Convert everything in the items below, from the line containing "Pretty please, detect the red and" down to the line containing "[321,17,373,127]", both lines included, into a JSON list of strings with one string per line and blank lines left out.

━━━━━ Record excerpts ━━━━━

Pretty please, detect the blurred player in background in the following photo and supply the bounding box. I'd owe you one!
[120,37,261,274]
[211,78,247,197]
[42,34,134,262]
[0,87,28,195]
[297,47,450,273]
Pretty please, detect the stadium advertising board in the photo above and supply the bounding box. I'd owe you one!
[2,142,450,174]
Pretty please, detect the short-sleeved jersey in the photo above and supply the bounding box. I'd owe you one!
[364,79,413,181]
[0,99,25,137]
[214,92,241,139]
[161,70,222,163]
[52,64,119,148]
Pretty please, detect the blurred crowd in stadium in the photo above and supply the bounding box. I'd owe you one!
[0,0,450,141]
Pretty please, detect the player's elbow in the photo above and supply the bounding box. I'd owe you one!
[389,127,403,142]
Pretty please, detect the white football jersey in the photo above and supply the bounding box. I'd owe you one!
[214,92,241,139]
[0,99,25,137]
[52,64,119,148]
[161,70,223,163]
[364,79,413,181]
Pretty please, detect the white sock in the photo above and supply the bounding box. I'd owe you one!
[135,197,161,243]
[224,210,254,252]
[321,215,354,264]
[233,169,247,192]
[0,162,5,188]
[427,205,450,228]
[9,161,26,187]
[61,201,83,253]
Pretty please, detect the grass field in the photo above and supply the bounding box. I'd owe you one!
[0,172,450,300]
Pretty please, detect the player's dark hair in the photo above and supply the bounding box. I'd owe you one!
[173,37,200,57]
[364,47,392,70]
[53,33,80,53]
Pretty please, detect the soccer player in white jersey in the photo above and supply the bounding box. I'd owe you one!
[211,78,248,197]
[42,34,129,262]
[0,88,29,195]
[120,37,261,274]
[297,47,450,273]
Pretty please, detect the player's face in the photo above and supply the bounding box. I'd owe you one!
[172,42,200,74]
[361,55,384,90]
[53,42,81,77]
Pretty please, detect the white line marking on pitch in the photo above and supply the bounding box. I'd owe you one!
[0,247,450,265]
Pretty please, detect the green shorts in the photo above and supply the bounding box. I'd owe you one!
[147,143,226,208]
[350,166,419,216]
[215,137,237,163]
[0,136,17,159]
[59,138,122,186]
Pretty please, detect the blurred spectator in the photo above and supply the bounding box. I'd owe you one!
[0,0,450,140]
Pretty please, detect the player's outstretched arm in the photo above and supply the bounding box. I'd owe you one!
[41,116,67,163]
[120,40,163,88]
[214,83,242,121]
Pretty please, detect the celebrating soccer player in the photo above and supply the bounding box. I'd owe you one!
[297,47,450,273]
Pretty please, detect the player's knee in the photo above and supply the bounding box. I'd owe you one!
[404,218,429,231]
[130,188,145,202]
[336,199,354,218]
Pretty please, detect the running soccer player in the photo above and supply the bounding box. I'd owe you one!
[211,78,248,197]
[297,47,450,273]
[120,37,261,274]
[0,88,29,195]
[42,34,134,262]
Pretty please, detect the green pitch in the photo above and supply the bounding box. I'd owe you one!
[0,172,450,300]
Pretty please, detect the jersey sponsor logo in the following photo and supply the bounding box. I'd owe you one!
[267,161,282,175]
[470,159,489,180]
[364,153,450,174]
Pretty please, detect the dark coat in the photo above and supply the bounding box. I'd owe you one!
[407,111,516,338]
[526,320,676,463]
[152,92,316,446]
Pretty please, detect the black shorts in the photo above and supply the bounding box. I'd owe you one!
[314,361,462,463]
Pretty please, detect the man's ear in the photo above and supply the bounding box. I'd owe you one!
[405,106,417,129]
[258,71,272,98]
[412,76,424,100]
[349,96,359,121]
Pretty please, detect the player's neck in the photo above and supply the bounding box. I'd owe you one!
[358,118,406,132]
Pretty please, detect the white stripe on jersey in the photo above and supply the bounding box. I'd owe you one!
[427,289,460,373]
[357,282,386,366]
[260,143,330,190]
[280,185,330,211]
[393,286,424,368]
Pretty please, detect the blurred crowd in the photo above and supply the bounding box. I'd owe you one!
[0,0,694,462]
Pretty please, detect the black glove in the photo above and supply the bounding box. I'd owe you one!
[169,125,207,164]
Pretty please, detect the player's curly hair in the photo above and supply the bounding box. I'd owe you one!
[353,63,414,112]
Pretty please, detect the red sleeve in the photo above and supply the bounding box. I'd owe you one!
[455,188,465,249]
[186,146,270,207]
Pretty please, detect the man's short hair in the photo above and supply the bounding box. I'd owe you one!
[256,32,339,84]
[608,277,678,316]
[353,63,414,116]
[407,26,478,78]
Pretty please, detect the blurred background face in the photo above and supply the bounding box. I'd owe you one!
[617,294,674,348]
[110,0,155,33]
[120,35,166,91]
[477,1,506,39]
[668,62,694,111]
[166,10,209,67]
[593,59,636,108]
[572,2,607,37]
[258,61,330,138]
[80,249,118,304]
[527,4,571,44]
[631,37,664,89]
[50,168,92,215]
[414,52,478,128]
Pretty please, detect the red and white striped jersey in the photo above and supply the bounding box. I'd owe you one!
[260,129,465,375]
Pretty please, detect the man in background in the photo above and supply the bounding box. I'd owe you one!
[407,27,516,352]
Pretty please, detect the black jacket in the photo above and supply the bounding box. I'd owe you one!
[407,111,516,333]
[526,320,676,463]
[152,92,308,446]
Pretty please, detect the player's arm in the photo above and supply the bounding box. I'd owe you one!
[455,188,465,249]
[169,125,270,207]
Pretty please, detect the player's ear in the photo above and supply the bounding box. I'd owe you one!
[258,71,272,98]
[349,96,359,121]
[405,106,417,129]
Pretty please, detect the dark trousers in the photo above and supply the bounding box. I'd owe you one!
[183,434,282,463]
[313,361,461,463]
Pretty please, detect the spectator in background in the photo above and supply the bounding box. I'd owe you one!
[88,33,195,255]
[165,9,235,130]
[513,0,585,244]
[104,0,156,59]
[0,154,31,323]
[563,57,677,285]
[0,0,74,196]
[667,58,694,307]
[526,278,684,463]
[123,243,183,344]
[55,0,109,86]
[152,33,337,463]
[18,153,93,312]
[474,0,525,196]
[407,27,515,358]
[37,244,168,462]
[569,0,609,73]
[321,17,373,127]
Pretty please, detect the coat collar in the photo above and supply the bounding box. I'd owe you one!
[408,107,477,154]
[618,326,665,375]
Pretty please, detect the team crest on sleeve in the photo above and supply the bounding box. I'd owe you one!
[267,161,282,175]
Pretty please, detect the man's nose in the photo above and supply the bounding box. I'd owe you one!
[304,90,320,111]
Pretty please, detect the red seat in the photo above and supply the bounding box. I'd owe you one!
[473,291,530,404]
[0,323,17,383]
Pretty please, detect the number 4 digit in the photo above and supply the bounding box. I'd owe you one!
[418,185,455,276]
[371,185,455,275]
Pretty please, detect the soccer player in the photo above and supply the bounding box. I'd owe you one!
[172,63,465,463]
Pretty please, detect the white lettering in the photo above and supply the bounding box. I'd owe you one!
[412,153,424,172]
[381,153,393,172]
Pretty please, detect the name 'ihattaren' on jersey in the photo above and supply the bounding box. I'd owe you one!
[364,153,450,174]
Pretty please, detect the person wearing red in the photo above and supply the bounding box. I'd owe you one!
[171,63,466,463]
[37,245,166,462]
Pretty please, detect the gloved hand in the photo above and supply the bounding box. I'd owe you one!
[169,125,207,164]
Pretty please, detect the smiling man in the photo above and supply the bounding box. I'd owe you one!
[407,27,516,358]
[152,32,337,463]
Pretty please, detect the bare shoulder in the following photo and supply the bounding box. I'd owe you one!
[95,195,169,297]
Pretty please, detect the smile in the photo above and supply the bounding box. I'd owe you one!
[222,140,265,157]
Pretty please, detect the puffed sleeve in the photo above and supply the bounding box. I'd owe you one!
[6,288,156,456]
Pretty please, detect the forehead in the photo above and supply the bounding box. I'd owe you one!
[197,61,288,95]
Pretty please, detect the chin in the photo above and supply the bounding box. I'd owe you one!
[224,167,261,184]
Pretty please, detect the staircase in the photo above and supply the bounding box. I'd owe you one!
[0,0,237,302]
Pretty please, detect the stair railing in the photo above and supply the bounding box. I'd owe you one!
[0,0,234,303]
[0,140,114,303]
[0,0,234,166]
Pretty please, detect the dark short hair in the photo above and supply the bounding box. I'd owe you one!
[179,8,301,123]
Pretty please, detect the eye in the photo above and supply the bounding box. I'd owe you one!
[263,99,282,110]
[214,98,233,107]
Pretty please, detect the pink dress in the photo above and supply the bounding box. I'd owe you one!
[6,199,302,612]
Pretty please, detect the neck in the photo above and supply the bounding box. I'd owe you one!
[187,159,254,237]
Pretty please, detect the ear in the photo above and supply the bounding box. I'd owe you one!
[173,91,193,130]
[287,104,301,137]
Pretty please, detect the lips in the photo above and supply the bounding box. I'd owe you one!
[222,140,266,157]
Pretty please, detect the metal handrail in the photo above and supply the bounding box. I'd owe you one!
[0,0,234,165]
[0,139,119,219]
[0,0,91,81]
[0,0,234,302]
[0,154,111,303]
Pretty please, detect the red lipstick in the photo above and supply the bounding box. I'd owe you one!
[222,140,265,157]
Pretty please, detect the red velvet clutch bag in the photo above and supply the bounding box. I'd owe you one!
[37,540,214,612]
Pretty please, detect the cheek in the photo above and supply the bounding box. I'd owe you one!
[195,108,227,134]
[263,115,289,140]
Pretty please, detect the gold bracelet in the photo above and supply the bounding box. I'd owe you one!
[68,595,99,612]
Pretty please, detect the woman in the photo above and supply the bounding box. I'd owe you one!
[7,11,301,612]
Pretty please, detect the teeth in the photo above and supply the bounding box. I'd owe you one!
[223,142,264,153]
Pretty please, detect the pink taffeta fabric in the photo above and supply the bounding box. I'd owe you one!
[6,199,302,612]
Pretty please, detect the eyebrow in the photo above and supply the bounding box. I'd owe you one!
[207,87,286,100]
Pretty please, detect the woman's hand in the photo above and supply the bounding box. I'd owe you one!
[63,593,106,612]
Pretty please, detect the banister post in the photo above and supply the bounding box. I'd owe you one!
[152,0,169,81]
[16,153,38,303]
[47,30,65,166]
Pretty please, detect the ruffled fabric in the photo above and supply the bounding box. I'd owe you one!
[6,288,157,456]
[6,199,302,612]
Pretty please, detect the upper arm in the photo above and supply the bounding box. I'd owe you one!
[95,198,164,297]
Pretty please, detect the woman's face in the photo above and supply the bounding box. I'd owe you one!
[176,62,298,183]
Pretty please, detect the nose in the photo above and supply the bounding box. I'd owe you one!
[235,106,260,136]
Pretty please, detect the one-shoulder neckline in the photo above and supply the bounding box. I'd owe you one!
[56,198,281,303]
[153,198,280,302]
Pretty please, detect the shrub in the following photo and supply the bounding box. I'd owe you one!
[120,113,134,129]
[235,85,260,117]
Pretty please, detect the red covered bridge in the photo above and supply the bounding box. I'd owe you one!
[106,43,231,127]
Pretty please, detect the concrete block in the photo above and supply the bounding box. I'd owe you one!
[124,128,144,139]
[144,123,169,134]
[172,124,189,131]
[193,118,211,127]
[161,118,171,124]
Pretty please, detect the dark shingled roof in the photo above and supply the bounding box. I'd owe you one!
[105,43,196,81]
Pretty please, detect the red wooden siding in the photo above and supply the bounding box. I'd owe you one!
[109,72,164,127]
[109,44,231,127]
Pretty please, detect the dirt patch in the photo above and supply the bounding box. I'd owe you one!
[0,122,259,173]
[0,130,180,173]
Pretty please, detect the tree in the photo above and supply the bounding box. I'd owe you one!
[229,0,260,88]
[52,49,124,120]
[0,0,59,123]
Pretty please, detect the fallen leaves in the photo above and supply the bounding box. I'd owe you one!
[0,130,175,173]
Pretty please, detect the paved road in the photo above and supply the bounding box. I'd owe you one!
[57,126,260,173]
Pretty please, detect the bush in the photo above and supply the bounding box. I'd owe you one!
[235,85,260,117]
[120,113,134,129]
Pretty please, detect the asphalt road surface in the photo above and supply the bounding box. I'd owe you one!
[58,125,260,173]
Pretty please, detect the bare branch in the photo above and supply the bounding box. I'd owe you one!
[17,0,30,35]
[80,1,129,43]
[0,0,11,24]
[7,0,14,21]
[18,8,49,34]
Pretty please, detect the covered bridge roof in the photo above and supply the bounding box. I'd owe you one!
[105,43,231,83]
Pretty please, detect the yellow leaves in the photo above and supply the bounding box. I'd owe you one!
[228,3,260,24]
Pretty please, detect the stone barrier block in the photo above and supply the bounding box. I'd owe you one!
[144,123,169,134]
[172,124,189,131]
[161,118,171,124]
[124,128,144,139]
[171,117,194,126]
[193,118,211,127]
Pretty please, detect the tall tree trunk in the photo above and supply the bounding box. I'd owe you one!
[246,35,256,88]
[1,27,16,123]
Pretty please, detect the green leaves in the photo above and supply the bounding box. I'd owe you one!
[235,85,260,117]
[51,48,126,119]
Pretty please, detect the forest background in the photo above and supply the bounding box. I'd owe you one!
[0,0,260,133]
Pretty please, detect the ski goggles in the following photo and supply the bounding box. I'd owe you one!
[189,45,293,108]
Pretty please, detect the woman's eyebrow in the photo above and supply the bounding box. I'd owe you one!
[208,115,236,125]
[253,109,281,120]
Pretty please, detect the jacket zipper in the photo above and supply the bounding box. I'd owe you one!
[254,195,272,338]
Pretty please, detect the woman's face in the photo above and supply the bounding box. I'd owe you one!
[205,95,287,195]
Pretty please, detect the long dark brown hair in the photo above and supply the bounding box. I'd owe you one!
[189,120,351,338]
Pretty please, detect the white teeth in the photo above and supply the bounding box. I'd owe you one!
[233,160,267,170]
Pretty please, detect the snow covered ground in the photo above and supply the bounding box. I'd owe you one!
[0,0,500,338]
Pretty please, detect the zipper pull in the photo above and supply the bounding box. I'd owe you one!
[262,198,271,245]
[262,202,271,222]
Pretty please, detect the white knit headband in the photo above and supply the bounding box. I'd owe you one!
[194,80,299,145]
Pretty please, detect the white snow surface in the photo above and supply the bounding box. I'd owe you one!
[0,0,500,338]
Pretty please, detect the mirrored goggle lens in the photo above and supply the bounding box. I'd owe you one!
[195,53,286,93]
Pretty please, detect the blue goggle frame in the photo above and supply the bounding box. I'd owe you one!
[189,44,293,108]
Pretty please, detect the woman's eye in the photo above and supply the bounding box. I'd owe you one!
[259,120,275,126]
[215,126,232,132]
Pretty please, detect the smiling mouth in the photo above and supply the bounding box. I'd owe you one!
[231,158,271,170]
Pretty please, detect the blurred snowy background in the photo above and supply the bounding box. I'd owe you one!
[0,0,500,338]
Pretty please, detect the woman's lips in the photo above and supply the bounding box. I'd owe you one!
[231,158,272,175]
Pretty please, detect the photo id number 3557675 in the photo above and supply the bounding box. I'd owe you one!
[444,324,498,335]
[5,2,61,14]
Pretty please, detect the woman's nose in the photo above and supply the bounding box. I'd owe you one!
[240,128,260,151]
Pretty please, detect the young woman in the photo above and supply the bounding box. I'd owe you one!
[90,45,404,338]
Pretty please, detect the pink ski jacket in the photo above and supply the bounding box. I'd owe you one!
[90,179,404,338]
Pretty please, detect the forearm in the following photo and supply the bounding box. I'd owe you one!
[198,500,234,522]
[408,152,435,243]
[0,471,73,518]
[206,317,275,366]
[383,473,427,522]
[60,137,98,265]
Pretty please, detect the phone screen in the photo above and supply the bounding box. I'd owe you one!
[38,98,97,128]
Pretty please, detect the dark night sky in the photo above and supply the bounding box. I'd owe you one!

━━━━━

### [Result]
[
  "Pretty please, detect the red and white striped jersey in the photo above and supply the bounding box. I'd owe you one!",
  "[260,129,465,375]",
  "Pretty please, detect the man in background in the photo above and supply the bounding box. I'd owe you one!",
  "[407,27,516,352]",
  "Pretty please, detect the black jacket in the photo above and supply the bounding box. I'd owe you one!",
  "[407,111,516,333]",
  "[526,320,676,463]",
  "[152,92,308,446]",
  "Pretty please, detect the player's arm in the photo above and supply the bounding box. I'd owe you one!",
  "[455,188,465,249]",
  "[169,125,270,207]",
  "Pretty please, detect the player's ear in the photo above and supply the bounding box. I'd owe you one!",
  "[258,71,272,98]",
  "[349,96,359,121]",
  "[405,106,417,129]",
  "Pretty please, detect the dark trousers in the photo above and supply the bounding box. I'd owe you one!",
  "[183,434,282,463]",
  "[313,361,461,463]",
  "Pretty please, detect the spectator in background in the photo above and supply the bounding box. I'd owe you one!",
  "[88,33,195,255]",
  "[165,9,235,130]",
  "[513,0,585,244]",
  "[104,0,156,59]",
  "[0,154,31,323]",
  "[563,57,677,285]",
  "[0,0,74,196]",
  "[667,58,694,307]",
  "[526,278,684,463]",
  "[123,243,183,344]",
  "[55,0,109,86]",
  "[152,33,337,463]",
  "[18,153,93,312]",
  "[474,0,525,196]",
  "[407,27,515,358]",
  "[37,244,168,462]",
  "[569,0,609,73]",
  "[321,17,373,127]"
]